WHAT TO WORK ON - Continue the account of following the game Eternal Darkness before its release, picking up right after its final sentence.

EXTRACT TO READ -
In the next year, not much was said about Eternal Darkness. It was usually lumped with Riqa, another mysterious project that debuted at E3 ’99. As the 2000 show approached, which would be my first to attend in person, Riqa was quietly canceled and people started talking about Eternal Darkness a lot more... Just prior to the show, Nintendo announced that Silicon Knights would be a second-party developer, and Eternal Darkness was looking to be one of the huge, blockbuster N64 titles published by Nintendo. It was set to be released on Halloween of that year.

I guess I’ve already told most of this story in my gigantic E3 feature, but suffice it to say that I loved the game’s demo at the show, and I ended up talking to Denis Dyack and other SK employees pretty extensively. Eternal Darkness went from being a promising game in the back of my mind to being at the very forefront of my every gaming thought. I started telling all my friends about this amazing game where you could go insane and stop trusting your senses.

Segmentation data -
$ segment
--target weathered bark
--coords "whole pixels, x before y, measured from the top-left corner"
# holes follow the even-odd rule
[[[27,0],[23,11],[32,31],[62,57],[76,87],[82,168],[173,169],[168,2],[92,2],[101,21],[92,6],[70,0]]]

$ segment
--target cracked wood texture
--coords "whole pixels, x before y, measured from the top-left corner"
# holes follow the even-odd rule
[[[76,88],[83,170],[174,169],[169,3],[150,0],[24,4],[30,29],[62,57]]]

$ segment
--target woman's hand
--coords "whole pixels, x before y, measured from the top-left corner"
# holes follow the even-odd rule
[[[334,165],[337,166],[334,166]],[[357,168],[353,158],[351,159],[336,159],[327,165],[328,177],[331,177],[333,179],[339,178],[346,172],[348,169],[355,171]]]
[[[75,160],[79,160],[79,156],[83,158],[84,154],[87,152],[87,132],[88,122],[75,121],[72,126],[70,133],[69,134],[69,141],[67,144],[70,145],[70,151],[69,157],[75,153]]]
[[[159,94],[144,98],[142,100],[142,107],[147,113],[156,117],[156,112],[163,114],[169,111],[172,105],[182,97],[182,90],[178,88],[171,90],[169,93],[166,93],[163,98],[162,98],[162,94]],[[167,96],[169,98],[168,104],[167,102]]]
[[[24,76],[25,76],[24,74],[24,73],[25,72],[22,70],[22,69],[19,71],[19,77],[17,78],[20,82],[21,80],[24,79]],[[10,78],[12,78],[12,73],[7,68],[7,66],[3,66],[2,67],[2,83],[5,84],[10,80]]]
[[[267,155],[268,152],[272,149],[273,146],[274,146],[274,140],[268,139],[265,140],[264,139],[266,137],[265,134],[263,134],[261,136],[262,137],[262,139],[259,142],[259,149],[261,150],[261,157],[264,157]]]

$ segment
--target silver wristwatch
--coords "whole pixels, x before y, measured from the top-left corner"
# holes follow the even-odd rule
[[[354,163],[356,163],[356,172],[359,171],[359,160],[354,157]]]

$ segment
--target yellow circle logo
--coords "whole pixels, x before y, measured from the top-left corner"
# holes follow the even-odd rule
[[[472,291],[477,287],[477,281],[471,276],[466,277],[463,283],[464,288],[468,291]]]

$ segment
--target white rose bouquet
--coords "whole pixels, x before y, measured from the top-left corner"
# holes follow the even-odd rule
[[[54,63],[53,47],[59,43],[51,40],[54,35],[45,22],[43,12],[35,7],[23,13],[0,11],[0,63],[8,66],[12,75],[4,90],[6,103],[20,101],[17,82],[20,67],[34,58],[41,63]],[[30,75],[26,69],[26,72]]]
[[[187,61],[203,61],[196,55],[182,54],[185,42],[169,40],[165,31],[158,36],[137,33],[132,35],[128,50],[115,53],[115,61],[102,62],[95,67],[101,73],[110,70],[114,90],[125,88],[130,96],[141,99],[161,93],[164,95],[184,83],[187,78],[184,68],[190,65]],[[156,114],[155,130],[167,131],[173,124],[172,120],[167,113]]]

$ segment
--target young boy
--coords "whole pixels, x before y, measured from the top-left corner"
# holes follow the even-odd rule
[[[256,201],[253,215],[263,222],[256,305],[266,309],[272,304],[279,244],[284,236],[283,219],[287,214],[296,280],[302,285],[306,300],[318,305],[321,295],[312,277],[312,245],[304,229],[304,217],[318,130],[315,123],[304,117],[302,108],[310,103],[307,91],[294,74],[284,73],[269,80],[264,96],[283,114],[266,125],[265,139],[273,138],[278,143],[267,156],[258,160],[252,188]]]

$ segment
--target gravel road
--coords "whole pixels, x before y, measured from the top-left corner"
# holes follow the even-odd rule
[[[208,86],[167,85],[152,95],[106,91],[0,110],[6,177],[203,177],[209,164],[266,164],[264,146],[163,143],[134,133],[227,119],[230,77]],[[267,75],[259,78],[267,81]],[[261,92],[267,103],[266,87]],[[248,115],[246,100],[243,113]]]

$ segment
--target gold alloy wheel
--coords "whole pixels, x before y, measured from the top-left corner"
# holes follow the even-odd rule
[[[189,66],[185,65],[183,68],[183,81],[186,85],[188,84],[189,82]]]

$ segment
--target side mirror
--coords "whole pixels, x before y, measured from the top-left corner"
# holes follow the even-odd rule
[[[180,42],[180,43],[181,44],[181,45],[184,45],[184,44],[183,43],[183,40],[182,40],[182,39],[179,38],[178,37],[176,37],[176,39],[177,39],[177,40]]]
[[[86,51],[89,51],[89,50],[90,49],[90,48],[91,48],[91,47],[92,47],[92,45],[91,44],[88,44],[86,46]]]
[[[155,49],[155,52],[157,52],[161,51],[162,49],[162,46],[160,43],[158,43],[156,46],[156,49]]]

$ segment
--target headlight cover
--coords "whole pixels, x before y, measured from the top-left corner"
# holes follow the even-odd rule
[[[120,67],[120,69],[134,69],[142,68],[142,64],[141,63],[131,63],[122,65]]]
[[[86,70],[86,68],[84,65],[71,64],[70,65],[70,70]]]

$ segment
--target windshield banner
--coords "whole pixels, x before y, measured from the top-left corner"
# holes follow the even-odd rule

RIGHT ANSWER -
Obviously, Halloween 2000 came and went with no Eternal Darkness in sight. By then the game was beginning its new life on GameCube, which had me depressed for a long time because it was such a remarkable N64 title. Eventually I overcame that attitude and went into E3 2001 with high hopes for the game’s rebirth on a new system.

Believe it or not, I was disappointed. I still held the dream of Eternal Darkness aloft on a very high pedestal, but the demo at the show was buggy and highly repetitive of what I played the year before on N64. Thus began the separation of playable game and idealized game, and only now are they merging back into one palpable entity. Everything pointed to the actual game, as it would eventually be released, being far more impressive and compelling that the heavily stripped-down E3 demo. That assurance was my lifeline for the next year or so.

Cube Clubs came and went with an equally uninteresting demo. I could see that other people were really enjoying even that butchered, fabricated burn, but I just couldn’t even bring myself to play it. I didn’t want to risk harming the ideal in my head. The same thing happened at E3 2002...and this time, I didn’t go anywhere near the demo. Too scary.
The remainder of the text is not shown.